* _What is required_: Please give back only the lines below from the one containing "Target: stone bridge railing" to the one containing "of the helmet", each repeated word for word, both ends included.

* _Record excerpts_:
*** Block opens ***

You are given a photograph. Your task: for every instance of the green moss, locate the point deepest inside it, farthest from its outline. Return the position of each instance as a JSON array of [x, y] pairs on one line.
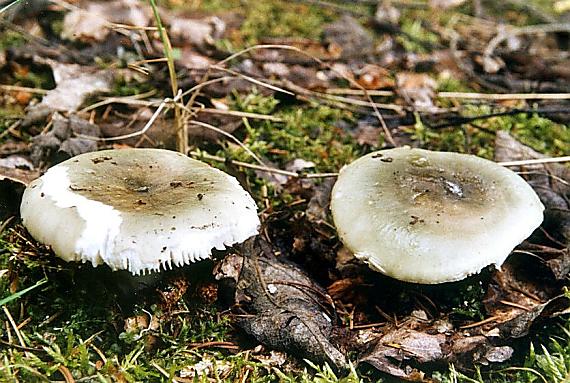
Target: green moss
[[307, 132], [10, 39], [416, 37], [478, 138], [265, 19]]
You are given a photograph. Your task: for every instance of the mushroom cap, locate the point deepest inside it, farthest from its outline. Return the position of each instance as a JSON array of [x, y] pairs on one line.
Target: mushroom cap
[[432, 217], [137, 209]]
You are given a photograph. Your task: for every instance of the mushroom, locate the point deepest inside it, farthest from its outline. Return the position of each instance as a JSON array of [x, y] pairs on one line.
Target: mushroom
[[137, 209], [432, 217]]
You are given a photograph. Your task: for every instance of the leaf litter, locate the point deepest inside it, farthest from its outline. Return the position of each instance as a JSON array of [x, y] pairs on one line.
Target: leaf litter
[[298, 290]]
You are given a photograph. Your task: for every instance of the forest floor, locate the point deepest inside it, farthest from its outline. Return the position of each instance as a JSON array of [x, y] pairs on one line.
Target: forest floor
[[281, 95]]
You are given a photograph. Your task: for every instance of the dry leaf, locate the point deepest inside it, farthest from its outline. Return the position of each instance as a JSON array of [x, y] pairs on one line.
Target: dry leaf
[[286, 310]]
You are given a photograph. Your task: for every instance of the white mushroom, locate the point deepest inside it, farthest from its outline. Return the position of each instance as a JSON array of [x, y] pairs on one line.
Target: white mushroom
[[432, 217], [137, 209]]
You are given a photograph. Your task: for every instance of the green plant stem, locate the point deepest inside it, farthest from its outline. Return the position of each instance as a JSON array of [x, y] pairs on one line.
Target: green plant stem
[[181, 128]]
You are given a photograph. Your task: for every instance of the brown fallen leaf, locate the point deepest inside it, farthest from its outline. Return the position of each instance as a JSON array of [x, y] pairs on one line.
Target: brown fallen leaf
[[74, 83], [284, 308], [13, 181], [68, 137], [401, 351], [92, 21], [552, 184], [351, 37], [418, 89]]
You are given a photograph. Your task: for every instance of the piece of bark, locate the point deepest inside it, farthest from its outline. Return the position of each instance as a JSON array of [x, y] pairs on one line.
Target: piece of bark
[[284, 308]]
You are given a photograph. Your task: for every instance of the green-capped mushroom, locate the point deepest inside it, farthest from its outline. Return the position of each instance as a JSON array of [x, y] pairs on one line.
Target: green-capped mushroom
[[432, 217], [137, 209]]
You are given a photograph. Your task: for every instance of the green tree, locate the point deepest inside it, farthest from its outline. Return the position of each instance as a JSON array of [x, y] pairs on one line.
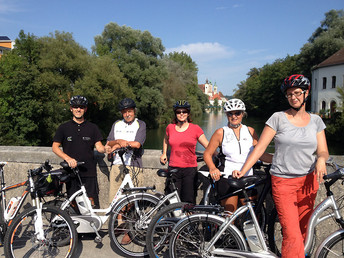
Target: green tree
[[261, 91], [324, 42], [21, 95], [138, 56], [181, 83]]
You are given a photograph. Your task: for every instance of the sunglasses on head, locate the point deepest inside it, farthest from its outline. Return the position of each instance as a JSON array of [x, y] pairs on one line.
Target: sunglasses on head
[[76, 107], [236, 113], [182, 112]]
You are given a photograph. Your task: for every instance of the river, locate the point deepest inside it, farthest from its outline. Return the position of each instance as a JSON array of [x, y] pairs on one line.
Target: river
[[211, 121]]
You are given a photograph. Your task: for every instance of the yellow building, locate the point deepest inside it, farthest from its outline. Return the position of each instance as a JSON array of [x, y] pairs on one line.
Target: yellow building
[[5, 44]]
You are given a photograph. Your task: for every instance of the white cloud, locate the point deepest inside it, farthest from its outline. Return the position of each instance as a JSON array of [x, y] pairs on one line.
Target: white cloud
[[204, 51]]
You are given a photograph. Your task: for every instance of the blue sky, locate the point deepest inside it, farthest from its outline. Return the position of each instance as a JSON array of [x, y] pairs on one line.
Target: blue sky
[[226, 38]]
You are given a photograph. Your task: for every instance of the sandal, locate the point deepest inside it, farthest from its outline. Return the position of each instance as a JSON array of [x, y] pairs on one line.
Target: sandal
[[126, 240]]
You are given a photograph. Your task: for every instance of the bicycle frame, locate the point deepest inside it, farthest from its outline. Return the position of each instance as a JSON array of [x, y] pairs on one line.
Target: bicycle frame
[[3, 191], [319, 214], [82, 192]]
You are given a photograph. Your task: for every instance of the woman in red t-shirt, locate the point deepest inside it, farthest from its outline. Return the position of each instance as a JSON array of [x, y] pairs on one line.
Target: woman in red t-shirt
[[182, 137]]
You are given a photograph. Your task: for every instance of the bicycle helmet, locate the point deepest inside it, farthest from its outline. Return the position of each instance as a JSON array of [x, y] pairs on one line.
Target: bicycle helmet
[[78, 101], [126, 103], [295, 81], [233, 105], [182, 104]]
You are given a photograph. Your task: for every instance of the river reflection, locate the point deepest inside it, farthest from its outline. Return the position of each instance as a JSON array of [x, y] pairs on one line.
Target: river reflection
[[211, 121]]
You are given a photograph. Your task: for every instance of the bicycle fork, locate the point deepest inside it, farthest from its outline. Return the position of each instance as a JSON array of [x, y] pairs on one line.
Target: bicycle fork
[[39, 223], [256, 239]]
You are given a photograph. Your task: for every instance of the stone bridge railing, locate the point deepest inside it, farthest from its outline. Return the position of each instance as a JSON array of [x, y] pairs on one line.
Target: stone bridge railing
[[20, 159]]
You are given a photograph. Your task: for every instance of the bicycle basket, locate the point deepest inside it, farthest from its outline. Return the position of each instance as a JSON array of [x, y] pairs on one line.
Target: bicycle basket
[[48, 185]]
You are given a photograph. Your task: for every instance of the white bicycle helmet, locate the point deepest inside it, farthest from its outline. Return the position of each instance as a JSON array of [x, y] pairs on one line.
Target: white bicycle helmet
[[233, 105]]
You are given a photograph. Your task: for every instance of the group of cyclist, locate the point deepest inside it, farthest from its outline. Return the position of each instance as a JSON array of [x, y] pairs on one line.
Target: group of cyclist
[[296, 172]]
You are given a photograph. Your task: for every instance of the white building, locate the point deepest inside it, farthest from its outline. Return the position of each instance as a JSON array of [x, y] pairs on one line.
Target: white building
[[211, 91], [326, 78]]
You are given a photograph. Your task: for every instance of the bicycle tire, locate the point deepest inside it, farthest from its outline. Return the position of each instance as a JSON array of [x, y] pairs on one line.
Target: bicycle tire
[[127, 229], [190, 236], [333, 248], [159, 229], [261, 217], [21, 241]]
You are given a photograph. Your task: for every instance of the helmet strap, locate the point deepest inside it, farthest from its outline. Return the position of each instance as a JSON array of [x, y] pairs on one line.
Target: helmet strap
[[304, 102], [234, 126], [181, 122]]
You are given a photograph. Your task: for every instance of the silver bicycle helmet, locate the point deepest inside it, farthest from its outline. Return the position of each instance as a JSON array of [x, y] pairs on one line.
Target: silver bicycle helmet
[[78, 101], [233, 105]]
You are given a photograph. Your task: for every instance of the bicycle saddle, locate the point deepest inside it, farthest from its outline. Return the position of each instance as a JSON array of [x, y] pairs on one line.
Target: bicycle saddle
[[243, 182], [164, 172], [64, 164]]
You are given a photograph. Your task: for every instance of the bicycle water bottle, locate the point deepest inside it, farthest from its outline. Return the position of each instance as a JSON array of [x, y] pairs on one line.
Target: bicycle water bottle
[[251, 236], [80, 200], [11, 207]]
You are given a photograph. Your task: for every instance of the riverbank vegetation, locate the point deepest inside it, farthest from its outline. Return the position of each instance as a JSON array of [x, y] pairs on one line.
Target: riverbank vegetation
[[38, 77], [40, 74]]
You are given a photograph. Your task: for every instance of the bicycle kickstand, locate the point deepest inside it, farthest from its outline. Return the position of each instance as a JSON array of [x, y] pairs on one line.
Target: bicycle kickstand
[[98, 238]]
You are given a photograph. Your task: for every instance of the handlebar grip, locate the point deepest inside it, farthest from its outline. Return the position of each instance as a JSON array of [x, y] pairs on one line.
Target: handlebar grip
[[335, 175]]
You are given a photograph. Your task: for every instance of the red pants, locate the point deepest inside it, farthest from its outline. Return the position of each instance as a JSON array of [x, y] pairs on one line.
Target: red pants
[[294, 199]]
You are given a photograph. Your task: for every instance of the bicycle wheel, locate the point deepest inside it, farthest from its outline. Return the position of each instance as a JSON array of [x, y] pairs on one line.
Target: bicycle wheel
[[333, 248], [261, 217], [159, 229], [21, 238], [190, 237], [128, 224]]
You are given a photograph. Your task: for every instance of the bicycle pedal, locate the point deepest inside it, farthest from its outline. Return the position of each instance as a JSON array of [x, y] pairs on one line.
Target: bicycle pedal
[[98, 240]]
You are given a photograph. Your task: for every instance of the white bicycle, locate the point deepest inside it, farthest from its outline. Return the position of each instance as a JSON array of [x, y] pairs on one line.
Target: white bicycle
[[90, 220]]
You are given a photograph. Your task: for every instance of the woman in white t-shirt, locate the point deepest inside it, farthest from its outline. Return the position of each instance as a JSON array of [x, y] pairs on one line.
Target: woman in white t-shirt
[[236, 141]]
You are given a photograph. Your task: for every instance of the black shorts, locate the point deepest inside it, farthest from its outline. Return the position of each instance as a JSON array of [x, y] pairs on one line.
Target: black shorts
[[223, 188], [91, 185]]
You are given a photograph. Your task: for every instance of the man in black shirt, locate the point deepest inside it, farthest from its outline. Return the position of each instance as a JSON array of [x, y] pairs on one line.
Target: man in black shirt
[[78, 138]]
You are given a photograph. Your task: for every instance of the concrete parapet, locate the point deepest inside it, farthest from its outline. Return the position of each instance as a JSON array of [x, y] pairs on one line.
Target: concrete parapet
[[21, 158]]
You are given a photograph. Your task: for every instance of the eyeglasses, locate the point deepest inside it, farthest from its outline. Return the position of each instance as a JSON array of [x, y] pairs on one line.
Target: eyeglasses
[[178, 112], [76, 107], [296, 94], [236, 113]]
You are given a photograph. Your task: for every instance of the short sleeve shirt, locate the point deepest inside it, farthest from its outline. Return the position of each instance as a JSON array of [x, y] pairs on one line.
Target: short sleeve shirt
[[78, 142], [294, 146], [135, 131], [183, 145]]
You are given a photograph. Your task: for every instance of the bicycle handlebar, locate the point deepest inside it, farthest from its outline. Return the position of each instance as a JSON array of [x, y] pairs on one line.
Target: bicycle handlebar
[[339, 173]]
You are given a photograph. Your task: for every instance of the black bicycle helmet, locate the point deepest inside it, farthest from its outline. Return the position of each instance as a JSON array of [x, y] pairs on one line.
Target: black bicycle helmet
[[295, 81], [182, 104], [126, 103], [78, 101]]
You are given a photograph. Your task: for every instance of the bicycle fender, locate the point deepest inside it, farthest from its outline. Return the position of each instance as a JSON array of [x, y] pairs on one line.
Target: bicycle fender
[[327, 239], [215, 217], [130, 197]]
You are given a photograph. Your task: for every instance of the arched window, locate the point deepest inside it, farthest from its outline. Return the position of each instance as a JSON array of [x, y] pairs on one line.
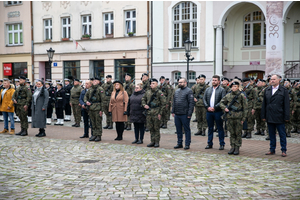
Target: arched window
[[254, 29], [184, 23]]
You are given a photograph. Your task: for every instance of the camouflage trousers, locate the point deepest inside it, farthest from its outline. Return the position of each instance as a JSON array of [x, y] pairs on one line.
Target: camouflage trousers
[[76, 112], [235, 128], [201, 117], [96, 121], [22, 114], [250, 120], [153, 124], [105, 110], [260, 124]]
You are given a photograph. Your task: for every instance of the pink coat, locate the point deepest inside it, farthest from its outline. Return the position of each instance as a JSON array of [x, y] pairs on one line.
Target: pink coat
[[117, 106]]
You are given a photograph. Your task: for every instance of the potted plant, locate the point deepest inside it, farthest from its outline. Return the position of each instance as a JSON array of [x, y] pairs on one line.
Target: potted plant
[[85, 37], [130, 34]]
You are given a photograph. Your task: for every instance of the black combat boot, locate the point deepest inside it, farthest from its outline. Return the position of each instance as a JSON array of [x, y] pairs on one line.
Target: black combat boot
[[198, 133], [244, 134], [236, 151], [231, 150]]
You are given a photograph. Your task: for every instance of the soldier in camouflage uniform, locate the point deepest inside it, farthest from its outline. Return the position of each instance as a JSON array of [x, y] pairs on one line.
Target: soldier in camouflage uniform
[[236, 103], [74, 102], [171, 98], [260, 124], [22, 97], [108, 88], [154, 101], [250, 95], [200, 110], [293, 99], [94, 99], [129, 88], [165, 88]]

*** Block closes ***

* _Output_:
Target: stone bridge railing
[[20, 159]]
You are given a photograph. Your task: for every instance of the bicycle basket, locate the point deepest inside it, farthest from its outline. Return the position of each instance as a JSON array of [x, y] pairs on one line.
Target: bicycle basket
[[48, 185]]
You are given a photograph. Your task: for every instance of the white bicycle helmet, locate the point deepest inside it, farthest from its outline. Return the position of each instance as a JSON array of [x, y] pairs on one line.
Target: white bicycle helmet
[[233, 105]]
You are given a photograph. Your task: for every instance of the group of cyclist, locate the point deepest inside it, farthest from its outline. Return the position of each instance as a JSON array of [x, y] pairs on one line.
Target: group of cyclist
[[296, 172]]
You are given a photograph. Your task: for every instance of the white building, locate the point deepest inside it, farthest from its outline. Return the position of each instance as a JSON array of [x, y] pairs on one line.
Target: white building
[[211, 91], [326, 78]]
You are given a photograph. Your task: for every instance of the bicycle tire, locate the point deepest inside it, farthest from its outline. Return the position of each instance as a JSON array of [x, y] pairs on one line.
Target: bicycle tire
[[127, 229], [190, 236], [333, 248], [159, 229], [261, 217], [21, 241]]
You are given a photograph. Your task: for every instance of the helmet strap, locate the point deepest inside it, farthest from its outline. Return the position of each instance as a JSON array of [x, y] pairs on one line.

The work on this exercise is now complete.